- [Data for this task]:
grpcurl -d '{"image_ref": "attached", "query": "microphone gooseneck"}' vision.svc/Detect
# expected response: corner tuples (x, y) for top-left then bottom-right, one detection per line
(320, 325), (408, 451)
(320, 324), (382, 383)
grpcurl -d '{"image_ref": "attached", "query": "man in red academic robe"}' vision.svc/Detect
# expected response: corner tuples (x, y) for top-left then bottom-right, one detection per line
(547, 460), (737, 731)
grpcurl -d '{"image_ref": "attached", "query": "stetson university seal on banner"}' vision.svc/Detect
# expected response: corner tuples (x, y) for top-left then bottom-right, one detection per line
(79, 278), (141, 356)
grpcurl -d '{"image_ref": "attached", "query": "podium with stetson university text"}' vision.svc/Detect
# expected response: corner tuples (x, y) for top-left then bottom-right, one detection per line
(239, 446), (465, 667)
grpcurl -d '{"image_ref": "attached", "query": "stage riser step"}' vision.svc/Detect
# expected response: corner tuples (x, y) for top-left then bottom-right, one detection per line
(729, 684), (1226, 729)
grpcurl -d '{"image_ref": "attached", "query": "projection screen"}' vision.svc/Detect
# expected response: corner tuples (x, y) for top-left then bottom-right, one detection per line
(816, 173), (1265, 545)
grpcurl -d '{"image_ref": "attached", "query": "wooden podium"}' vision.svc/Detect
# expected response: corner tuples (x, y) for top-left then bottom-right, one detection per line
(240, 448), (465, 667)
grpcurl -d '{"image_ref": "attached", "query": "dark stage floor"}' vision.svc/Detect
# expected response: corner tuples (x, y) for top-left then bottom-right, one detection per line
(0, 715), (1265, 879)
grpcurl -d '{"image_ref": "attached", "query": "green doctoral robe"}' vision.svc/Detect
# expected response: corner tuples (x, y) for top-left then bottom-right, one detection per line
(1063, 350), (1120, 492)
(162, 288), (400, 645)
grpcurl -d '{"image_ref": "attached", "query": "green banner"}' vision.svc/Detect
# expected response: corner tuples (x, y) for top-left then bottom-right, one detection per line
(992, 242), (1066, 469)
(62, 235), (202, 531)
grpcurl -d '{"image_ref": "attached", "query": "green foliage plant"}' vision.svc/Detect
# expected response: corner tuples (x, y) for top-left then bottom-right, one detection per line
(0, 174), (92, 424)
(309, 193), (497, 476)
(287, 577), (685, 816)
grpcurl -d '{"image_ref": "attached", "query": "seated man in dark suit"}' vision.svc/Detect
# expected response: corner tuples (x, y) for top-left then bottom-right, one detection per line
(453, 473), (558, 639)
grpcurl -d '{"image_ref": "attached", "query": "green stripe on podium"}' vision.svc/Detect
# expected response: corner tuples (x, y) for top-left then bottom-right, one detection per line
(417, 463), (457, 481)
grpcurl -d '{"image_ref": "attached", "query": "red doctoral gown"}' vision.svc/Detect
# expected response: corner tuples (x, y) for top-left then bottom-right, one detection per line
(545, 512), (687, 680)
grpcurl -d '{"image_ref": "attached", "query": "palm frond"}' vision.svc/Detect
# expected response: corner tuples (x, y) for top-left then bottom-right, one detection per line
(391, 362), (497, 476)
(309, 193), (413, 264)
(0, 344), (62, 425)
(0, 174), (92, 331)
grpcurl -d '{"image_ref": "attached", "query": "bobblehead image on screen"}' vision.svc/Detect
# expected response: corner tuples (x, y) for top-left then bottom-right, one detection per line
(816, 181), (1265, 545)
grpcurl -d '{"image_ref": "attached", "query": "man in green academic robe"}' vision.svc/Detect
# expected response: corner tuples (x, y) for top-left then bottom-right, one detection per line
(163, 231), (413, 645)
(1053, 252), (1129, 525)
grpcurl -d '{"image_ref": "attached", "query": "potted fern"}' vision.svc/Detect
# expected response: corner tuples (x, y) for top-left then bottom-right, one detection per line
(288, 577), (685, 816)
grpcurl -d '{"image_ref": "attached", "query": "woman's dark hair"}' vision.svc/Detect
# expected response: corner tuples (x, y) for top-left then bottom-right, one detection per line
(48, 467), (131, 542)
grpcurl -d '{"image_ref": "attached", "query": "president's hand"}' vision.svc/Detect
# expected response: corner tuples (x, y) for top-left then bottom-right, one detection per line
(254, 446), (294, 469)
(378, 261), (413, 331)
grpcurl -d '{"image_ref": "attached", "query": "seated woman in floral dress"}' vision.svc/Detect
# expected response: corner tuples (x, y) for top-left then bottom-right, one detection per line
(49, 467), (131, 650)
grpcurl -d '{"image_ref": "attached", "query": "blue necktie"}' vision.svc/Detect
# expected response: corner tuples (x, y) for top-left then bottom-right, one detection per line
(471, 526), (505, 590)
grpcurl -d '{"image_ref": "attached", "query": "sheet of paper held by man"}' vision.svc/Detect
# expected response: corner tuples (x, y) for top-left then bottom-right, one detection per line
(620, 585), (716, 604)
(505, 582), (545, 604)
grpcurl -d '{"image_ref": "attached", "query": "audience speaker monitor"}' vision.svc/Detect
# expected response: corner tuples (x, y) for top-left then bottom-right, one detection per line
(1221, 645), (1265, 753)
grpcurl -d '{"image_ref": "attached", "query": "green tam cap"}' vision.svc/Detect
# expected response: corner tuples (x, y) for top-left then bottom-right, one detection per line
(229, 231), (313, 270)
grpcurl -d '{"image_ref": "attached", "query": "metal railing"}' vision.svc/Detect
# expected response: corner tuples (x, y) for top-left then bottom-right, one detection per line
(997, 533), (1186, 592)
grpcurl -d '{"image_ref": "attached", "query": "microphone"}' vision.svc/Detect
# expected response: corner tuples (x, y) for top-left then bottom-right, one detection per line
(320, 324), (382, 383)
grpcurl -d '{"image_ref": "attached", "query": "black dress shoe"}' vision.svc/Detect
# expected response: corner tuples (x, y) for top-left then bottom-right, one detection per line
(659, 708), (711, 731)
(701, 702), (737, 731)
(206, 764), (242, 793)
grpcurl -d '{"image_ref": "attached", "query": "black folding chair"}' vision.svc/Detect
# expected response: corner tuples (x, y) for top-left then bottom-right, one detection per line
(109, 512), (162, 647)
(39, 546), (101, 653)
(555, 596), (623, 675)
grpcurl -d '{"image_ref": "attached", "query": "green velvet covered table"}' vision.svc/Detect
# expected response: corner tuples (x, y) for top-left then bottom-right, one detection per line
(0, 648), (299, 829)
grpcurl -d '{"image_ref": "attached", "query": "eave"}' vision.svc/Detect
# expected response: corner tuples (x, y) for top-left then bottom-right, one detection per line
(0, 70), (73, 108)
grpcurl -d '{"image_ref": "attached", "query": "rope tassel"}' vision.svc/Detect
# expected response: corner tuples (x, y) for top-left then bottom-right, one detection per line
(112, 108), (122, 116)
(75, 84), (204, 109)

- [Short task]: Please count the lines in the items above that contain the string "university", treating uppercase and lowercase as different, and reply with the number alone.

- [Answer to this exercise]: 2